▶ **Примените прочитанное**
• A. Что, согласно отрывку о Борну, употребляют жители деревень на берегах озера Чад вместо поваренной соли?
• B. Переведите на английский язык предложение из отрывка о Борну: «Более половины детей умирают уже на первом году жизни».
• C. Кратко изложите отрывок о Борну в двух предложениях.

··· Избранный отрывок ···

Образование более распространено у канури, чем у их соседей, жителей Канема, Гауссы, Багирми; в городах открыты школы для мальчиков, а в столице, Куке, имеется даже библиотека (частная), самая обширная, какая существует в Судане, на восток от Томбукту. Вообще борнуане слывут самым цивилизованным народом средней Африки, и произведения их промышленности высоко ценятся на тамошних рынках. В металлургических производствах они очень искусны, умеют даже лить пушки; но до сих пор ими ничего не сделано для улучшения естественных путей сообщения; для переправы через реки у них имеются только лодки и плоты из связок тростника, поддерживаемых на воде выдолбленными внутри тыквами, как танкауа абиссинцев. Недостатком дорог и происходящей от того дороговизной товаров объясняется существование некоторых промыслов, которые, при более деятельной торговле, должны быстро исчезнуть; так, на берегах озера Чад жители многих деревень занимаются исключительно тем, что жгут корни известных растений, особенно сиуака (capparis sodata), для получения их золы, употребляемой вместо поваренной соли.

В низменных местностях Борну самая обыкновенная и самая опасная болезнь—отравление болотными испарениями. Лихорадки, вызываемые малярией, господствуют в сезон дождей; ни один иностранец не избегает этой болезни, которая уносит много жертв; сами туземцы страдают от ядовитых миазмов, хотя у них лихорадка представляет вообще менее серьезный характер; некоторые желудочно-кишечные болезни, которым никогда не подвергаются чужеземцы, но которые очень обыкновенны у кануриев, повидимому, порождаются малярией, так как учащение их совпадает с влажностью воздуха и почвы. Глазные болезни также сильно распространены среди населения Борну; подкожная глиста, так называемый струнец «мединский» или «гвинейский», появление которой наблюдается тоже в период дождей, очень опасна в низменных местностях: особенно следует опасаться, говорят, соседства луж, осененных нильской акацией. В целом, страна, в одно и то же время жаркая и сырая, которая простирается на юг от области степей, имеет нездоровый климат, и в движении её народонаселения значительная рождаемость едва уравновешивает смертность. Более половины детей умирают уже на первом году жизни. Животные тоже много страдают от малярии, и во время сильных дождей повальные болезни часто истребляли большую часть скота. После эпизоотий целые населения принуждены были перейти от пастушеского состояния к земледельческому.

··· Выдержки из данных ···

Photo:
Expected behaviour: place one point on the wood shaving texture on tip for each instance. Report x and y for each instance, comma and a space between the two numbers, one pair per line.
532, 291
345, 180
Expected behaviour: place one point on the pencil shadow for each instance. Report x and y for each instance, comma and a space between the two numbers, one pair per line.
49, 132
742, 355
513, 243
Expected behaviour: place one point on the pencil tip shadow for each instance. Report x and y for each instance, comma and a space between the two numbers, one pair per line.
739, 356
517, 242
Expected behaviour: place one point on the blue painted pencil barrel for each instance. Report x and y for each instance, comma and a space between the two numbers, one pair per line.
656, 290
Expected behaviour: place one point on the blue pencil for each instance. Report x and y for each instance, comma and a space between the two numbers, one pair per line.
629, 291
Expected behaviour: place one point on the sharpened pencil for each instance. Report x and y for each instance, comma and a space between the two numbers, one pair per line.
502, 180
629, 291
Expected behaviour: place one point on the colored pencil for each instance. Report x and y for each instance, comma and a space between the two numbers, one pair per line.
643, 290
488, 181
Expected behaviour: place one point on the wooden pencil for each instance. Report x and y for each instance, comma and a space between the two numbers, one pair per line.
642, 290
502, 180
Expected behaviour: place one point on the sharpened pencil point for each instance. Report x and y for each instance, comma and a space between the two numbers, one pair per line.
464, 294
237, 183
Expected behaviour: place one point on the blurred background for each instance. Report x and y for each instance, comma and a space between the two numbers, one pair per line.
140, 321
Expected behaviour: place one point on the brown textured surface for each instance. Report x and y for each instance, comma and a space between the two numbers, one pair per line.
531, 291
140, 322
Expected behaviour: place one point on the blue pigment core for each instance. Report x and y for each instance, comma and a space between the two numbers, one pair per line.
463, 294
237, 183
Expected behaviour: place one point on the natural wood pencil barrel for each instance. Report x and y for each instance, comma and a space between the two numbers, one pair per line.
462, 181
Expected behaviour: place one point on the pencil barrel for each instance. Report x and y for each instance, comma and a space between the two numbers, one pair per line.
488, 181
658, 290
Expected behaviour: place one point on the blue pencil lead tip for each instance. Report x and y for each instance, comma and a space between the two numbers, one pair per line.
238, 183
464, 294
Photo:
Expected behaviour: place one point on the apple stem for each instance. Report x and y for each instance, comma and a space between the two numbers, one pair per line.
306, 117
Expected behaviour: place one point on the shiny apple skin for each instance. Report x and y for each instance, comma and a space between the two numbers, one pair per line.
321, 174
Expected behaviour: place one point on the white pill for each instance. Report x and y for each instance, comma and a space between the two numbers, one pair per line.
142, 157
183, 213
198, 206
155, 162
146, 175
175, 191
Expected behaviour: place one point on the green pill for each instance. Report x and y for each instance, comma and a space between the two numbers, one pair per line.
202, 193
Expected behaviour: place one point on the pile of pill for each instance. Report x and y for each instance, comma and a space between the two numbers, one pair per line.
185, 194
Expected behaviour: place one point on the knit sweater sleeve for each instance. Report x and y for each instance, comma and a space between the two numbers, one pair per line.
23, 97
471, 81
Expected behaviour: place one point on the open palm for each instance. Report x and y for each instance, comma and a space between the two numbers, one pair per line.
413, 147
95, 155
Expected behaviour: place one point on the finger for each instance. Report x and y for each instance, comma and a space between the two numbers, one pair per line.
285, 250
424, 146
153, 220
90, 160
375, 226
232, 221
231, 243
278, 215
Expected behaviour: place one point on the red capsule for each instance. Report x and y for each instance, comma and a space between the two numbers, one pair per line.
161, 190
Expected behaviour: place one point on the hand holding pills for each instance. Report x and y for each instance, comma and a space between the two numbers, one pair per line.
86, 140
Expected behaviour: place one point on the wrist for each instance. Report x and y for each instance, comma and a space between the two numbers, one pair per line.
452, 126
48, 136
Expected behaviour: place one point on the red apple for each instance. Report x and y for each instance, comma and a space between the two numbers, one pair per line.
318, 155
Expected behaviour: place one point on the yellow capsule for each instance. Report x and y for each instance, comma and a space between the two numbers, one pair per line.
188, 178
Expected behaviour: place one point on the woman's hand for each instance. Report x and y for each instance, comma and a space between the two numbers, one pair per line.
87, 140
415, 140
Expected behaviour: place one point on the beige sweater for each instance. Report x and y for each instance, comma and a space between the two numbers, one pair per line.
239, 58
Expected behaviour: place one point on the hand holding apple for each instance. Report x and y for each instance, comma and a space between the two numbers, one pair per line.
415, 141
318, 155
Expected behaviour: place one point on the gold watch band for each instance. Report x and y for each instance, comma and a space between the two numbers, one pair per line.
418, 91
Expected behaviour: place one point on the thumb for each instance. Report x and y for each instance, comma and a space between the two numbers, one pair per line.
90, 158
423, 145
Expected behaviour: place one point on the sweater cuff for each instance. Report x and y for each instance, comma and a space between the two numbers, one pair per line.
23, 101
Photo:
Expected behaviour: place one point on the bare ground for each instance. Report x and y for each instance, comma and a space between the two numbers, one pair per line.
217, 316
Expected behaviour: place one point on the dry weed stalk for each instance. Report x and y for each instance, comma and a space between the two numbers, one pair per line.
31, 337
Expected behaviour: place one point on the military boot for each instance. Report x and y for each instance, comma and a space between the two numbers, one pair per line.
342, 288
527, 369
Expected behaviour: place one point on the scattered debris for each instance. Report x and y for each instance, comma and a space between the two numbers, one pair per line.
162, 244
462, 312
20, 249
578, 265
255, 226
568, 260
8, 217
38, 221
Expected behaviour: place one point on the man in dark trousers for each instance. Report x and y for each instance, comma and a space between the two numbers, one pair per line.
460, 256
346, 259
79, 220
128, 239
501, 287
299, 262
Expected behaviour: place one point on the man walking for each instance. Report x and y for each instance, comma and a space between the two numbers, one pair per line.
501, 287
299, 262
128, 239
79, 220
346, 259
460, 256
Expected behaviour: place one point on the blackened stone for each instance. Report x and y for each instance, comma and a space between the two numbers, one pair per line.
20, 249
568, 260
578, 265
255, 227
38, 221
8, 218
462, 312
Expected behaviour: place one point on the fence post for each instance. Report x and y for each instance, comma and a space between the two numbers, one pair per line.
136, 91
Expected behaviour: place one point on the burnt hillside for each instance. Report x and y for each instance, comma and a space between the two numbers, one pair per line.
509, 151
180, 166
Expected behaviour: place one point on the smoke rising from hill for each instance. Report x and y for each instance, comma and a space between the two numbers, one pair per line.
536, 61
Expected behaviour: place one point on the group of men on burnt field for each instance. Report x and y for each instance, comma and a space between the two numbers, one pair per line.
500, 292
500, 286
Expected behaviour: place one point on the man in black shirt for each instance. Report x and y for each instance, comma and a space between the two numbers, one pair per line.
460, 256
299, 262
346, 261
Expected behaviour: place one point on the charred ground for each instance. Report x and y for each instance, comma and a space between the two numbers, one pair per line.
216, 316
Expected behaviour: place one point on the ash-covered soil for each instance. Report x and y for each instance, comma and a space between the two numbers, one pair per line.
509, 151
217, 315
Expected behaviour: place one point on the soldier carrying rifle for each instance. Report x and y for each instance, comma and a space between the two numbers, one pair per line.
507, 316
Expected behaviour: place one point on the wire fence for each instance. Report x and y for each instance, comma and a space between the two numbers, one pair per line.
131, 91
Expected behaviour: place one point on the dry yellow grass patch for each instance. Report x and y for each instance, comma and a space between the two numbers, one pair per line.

···

▶ **Ответы по заданиям**
• A. Золу, получаемую от сжигания корней некоторых растений, особенно сиуака.

• B. More than half of the children die in their very first year of life.

• C. Канури образованнее своих соседей, слывут самым цивилизованным народом средней Африки и искусны в металлургии, но для улучшения путей сообщения ничего не сделали. В жарком и сыром Борну нездоровый климат: распространены малярийные лихорадки, глазные болезни и подкожная глиста, более половины детей умирают на первом году жизни, а повальные болезни часто истребляли большую часть скота.